WHAT IS BEING ASKED:
Report all lines of the records that contain "this".

------ RECORDS TO USE ------

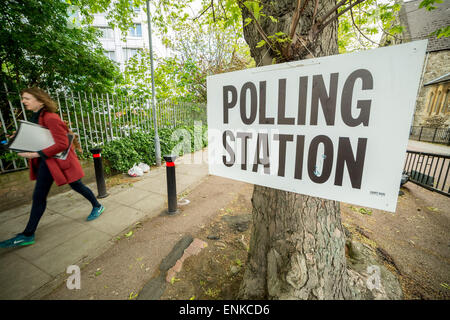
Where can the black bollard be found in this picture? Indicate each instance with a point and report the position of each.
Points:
(171, 184)
(99, 176)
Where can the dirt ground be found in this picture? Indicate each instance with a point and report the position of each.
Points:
(414, 240)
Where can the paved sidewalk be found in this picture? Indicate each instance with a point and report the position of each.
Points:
(64, 237)
(428, 147)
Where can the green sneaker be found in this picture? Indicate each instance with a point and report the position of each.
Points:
(95, 213)
(18, 241)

------

ANSWER SECTION:
Where can the black bollard be found in this picture? Indicate each instance with a point and report the position of each.
Where can the dirt ground be found in this picture? Indicate each instance with a point and report the position of each.
Where can the paved sidewalk be found in this picture? Indicate each instance with a point and report the position of each.
Where can the green sneaker be found in this picture? Indicate each instance with a point and report the position of each.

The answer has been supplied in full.